* [Your objective]: Go to the line containing "Query: black baseball cap" in the records below and print it and every following line exactly, on through the line containing "Where can you spot the black backpack", then stop.

BEGIN Given data

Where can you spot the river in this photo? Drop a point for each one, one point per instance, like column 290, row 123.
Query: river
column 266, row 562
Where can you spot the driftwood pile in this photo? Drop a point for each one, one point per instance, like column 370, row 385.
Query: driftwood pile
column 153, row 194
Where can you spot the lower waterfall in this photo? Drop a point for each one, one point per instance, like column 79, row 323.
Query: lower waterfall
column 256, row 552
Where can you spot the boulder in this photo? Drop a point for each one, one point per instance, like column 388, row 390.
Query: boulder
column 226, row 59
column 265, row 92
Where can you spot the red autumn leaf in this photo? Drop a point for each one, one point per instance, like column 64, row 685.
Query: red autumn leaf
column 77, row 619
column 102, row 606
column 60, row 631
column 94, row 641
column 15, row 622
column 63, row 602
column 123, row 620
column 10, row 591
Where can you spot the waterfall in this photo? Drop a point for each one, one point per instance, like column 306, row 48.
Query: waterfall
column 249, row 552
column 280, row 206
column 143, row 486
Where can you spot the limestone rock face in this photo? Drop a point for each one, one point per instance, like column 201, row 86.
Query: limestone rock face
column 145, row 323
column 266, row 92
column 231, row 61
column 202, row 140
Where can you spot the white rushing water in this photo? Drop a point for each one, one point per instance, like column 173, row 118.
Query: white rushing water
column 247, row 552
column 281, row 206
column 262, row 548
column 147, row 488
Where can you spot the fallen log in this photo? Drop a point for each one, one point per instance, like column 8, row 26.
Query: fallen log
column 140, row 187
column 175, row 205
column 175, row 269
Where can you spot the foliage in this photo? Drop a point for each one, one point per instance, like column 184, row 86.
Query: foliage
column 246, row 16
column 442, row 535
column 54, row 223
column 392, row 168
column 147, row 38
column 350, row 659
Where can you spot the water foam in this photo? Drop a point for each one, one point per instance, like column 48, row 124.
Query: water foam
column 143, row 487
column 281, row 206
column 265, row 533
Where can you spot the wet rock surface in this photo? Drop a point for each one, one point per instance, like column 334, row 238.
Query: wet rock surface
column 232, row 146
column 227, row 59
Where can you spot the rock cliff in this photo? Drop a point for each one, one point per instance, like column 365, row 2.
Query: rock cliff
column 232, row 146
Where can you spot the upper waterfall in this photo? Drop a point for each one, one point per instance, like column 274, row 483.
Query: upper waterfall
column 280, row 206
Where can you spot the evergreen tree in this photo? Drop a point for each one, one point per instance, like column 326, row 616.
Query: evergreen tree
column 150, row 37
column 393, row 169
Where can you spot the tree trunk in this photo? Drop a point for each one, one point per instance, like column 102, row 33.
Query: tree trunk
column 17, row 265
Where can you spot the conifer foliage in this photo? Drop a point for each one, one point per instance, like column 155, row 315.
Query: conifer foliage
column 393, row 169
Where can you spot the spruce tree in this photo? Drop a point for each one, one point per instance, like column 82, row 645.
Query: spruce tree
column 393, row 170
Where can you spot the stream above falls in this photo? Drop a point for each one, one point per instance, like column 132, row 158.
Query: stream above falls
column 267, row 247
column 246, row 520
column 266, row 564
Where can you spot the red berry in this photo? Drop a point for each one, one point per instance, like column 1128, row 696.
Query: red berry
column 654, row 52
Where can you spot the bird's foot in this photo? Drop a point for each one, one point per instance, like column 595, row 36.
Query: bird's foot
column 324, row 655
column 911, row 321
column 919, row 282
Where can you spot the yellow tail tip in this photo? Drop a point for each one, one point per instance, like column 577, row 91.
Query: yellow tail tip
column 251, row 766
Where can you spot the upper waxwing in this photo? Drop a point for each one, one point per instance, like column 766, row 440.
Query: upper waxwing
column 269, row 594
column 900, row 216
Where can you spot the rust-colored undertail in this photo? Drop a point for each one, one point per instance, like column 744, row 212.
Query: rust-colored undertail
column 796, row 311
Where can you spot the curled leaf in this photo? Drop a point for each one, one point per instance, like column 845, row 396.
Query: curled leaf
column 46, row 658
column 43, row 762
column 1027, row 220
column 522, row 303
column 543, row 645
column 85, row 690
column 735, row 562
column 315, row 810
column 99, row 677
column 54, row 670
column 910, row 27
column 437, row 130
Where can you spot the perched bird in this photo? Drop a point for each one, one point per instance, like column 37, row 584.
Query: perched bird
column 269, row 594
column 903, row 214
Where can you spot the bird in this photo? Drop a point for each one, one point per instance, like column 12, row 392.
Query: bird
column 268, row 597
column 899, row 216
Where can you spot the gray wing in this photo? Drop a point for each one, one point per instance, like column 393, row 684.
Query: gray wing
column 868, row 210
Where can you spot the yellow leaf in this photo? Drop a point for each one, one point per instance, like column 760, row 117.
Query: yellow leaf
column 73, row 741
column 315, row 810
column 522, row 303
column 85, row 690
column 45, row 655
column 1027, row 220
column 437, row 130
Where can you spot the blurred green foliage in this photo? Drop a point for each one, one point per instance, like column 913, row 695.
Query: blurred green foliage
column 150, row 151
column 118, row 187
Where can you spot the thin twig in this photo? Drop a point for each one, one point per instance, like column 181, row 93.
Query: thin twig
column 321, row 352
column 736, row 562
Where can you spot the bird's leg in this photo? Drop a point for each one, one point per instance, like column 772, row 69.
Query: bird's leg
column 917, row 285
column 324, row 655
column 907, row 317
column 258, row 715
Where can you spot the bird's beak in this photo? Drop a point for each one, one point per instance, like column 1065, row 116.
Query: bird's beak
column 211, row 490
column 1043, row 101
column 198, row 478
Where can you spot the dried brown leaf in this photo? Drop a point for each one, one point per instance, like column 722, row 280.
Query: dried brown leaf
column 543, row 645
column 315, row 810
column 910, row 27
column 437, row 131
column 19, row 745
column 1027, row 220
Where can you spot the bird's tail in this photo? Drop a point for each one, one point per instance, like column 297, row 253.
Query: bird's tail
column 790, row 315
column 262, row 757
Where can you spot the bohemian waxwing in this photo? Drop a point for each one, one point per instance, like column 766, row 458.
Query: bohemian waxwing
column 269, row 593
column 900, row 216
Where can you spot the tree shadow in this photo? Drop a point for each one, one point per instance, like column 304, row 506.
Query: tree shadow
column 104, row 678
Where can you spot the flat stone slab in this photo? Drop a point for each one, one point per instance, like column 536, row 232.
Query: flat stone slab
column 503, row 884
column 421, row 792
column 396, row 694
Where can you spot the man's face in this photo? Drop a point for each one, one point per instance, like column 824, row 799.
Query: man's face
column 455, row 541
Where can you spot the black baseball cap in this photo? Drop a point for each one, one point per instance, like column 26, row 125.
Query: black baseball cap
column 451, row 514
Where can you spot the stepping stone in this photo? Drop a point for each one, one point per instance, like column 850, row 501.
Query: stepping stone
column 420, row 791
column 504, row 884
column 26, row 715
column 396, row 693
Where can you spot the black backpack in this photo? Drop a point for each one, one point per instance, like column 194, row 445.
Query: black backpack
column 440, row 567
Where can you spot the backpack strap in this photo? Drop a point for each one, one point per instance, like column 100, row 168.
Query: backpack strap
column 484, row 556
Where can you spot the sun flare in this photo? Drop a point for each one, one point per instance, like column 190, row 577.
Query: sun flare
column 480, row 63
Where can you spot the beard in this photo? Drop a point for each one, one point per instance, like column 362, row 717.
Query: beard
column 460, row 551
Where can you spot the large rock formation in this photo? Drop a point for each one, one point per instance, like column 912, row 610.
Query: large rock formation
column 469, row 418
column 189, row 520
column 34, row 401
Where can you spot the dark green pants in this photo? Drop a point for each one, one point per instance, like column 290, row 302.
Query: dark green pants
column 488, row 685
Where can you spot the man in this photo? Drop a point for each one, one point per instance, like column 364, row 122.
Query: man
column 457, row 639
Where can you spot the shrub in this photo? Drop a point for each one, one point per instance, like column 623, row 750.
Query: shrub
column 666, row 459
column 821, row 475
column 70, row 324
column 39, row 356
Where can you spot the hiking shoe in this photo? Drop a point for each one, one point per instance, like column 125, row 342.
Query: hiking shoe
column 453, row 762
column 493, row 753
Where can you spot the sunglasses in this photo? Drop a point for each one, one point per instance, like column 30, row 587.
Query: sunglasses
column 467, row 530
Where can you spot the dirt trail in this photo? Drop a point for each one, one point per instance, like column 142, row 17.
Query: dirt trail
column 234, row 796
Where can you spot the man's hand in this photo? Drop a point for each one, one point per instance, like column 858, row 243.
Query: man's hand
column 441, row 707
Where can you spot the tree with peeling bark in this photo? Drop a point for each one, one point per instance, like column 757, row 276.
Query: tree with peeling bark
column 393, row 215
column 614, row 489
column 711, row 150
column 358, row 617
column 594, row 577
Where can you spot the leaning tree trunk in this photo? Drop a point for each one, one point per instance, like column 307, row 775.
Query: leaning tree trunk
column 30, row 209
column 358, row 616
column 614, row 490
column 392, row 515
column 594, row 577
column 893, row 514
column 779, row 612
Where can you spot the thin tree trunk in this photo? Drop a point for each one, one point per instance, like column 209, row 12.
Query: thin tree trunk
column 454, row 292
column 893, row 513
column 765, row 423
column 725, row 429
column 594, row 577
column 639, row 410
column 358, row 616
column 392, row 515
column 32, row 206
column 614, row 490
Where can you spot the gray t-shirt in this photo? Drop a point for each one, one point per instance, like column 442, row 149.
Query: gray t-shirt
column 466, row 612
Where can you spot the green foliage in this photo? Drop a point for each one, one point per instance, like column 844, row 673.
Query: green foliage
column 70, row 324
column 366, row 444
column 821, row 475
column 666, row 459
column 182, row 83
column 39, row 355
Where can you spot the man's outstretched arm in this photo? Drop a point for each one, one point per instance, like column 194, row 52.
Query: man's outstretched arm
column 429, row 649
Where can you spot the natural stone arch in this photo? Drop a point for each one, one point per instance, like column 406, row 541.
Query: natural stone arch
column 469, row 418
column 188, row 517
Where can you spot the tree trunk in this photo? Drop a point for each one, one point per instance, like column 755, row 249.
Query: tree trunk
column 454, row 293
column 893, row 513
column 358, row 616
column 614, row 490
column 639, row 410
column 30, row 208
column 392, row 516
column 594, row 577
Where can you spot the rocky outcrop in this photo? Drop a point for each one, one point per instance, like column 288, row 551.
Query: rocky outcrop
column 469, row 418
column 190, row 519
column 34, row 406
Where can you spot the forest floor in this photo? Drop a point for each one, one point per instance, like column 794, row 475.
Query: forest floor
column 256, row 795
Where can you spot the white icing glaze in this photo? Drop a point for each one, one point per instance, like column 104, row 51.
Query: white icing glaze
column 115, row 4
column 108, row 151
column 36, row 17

END Given data

* [Problem solution]:
Query: black baseball cap
column 451, row 514
Where can you spot the stepping stone in this photo? Drop a point for each one, one point per instance, like column 850, row 501.
Query: stepping stone
column 420, row 791
column 504, row 884
column 26, row 715
column 396, row 693
Where can you spot the black backpack in this photo? Drop a point for each one, one point per instance, like column 194, row 445.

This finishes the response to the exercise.